EXERCISES TO COMPLETE =
[a] Rewrite the fbdev console performance text from "Optimize performance of" up to and including "listings (i7-4790, FullHD, simpledrm, kernel with debugging).", replacing "console" with "terminal".
[b] In the fbdev console performance text, how many CPU cycles did the old sys_fillrect() take?
[c] Continue the fbdev console performance text from its last sentence.

GIVEN PASSAGE =

Optimize performance of the fbdev console for the common case of software-based clearing and image blitting.
The commit descripton of each patch contains resuls os a simple microbenchmark. I also tested the full patchset's effect on the console output by printing directory listings (i7-4790, FullHD, simpledrm, kernel with debugging).
time find /usr/share/doc -type f
In the unoptimized case:
real 0m6.173s user 0m0.044s sys 0m6.107s
With optimizations applied:
real 0m4.754s user 0m0.044s sys 0m4.698s
In the optimized case, printing the directory listing is ~25% faster than before.
Thomas Zimmermann (2): fbdev: Improve performance of sys_fillrect() fbdev: Improve performance of sys_imageblit()
drivers/video/fbdev/core/sysfillrect.c | 16 ++------ drivers/video/fbdev/core/sysimgblt.c | 51 ++++++++++++++++++++------ 2 files changed, 42 insertions(+), 25 deletions(-)
Improve the performance of sys_fillrect() by using word-aligned 32/64-bit mov instructions. While the code tried to implement this, the compiler failed to create fast instructions. The resulting binary instructions were even slower than cfb_fillrect(), which uses the same algorithm, but operates on I/O memory.
A microbenchmark measures the average number of CPU cycles for sys_fillrect() after a stabilizing period of a few minutes (i7-4790, FullHD, simpledrm, kernel with debugging). The value for CFB is given as a reference.
sys_fillrect(), new: 26586 cycles sys_fillrect(), old: 166603 cycles cfb_fillrect(): 41012 cycles
In the optimized case, sys_fillrect() is now ~6x faster than before and ~1.5x faster than the CFB implementation.

PROVIDED RECORDS =
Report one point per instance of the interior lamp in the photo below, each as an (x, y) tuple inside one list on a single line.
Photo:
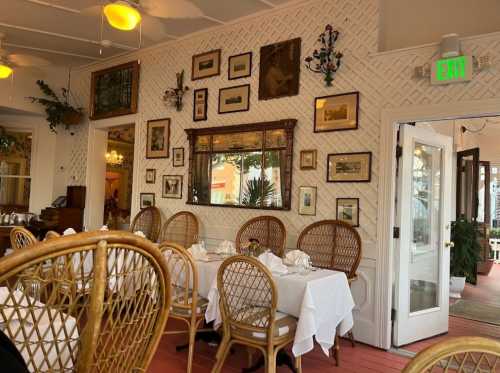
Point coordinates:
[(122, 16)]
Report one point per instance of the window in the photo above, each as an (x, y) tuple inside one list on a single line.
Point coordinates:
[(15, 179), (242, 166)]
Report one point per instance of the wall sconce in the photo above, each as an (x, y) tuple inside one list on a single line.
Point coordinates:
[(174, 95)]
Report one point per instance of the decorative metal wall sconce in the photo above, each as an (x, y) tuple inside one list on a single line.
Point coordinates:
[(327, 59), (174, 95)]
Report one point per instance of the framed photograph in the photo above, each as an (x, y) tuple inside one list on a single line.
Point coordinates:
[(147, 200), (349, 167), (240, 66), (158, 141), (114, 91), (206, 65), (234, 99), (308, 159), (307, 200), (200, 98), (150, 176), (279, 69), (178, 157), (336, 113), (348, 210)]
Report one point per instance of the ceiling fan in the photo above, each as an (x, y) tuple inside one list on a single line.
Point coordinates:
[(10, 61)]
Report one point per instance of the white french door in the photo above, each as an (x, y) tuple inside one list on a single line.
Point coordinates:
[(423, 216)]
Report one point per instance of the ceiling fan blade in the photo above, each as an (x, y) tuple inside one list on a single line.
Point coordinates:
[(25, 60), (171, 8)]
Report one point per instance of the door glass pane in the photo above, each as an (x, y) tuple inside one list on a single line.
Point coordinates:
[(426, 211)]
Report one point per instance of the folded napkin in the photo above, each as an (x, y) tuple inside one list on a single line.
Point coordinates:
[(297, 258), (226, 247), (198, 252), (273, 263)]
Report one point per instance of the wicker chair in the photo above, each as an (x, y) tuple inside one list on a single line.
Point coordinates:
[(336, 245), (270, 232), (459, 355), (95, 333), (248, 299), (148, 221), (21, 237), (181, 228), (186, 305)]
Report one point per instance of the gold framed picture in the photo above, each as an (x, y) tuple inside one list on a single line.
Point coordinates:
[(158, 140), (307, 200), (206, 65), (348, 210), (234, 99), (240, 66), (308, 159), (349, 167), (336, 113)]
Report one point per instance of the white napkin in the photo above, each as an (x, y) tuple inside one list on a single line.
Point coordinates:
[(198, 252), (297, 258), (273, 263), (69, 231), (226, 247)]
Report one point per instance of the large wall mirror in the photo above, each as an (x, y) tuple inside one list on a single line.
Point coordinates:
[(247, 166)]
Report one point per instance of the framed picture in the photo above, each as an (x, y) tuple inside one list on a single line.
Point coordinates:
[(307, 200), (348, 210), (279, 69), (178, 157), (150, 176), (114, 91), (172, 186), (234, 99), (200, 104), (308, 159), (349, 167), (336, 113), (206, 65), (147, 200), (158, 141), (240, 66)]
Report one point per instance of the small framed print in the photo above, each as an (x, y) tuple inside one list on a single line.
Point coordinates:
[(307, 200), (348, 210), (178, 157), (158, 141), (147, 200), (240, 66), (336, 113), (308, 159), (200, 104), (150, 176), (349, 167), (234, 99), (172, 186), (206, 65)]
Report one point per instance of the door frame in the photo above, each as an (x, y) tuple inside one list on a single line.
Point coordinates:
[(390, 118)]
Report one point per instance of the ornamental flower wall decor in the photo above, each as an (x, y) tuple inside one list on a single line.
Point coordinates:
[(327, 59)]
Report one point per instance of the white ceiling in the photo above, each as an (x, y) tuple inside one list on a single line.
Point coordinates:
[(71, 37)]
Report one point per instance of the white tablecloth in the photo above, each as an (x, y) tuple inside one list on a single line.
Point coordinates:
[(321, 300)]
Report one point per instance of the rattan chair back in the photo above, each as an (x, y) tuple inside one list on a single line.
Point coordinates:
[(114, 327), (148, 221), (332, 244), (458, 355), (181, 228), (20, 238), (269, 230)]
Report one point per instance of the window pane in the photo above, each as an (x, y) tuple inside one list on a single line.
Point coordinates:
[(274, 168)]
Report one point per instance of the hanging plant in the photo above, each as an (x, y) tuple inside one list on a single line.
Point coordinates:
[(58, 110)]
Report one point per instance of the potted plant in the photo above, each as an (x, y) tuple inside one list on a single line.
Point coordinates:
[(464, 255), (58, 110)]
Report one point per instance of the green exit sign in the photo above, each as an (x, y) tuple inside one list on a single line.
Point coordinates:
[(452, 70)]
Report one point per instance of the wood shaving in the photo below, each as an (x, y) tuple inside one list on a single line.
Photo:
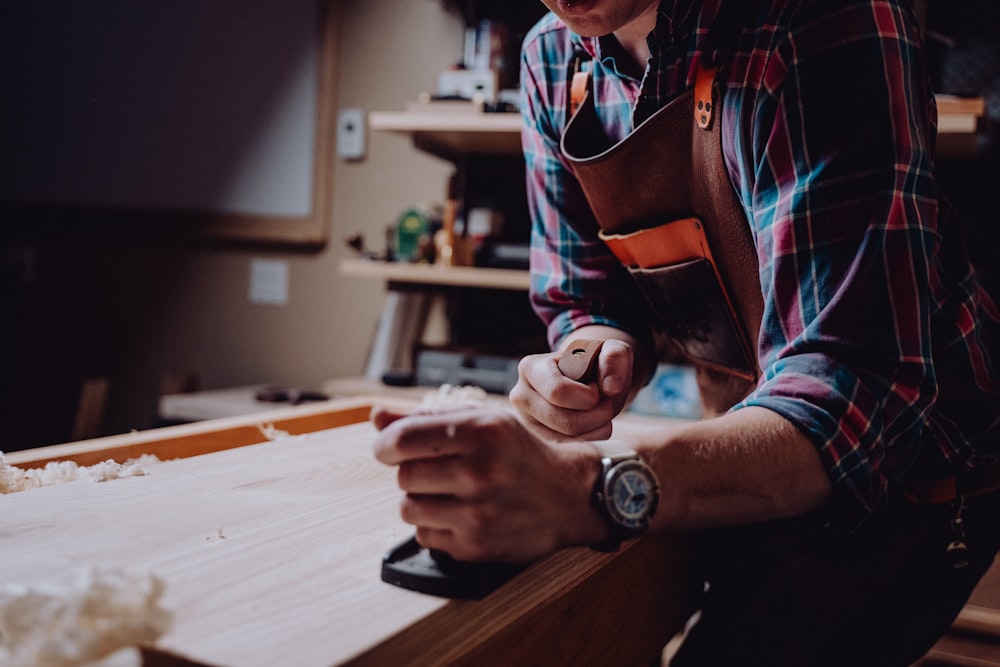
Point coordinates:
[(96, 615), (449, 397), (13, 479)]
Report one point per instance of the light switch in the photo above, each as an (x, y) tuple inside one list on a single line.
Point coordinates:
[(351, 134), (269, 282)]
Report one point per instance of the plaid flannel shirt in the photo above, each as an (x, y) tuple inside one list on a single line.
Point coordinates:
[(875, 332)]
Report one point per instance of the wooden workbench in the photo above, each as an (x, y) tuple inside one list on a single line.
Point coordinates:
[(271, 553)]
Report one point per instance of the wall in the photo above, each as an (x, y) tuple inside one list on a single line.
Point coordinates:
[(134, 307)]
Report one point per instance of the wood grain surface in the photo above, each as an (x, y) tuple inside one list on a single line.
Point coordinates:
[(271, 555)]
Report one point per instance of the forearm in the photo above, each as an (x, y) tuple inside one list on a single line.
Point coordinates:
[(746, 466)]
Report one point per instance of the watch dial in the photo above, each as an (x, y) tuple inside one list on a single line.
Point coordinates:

EXPECTED ANSWERS =
[a]
Optimize performance of the fbdev terminal for the common case of software-based clearing and image blitting.
The commit descripton of each patch contains resuls os a simple microbenchmark. I also tested the full patchset's effect on the terminal output by printing directory listings (i7-4790, FullHD, simpledrm, kernel with debugging).

[b] 166603 cycles.

[c]
Signed-off-by: Thomas Zimmermann tzimmermann@suse.de --- drivers/video/fbdev/core/sysfillrect.c | 16 +++------------- 1 file changed, 3 insertions(+), 13 deletions(-)
diff --git a/drivers/video/fbdev/core/sysfillrect.c b/drivers/video/fbdev/core/sysfillrect.c index 33ee3d34f9d2..bcdcaeae6538 100644 --- a/drivers/video/fbdev/core/sysfillrect.c +++ b/drivers/video/fbdev/core/sysfillrect.c @@ -50,19 +50,9 @@ bitfill_aligned(struct fb_info *p, unsigned long *dst, int dst_idx,
/* Main chunk */ n /= bits; - while (n >= 8) { - *dst++ = pat; - *dst++ = pat; - *dst++ = pat; - *dst++ = pat; - *dst++ = pat; - *dst++ = pat; - *dst++ = pat; - *dst++ = pat; - n -= 8; - } - while (n--) - *dst++ = pat; + memset_l(dst, pat, n); + dst += n; + /* Trailing bits */ if (last) *dst = comp(pat, *dst, last);
Hello Thomas,
On 2/17/22 11:34, Thomas Zimmermann wrote:
Wow, that's a big speedup!
Also the code is much more simpler / easy to read now. Amazing patch.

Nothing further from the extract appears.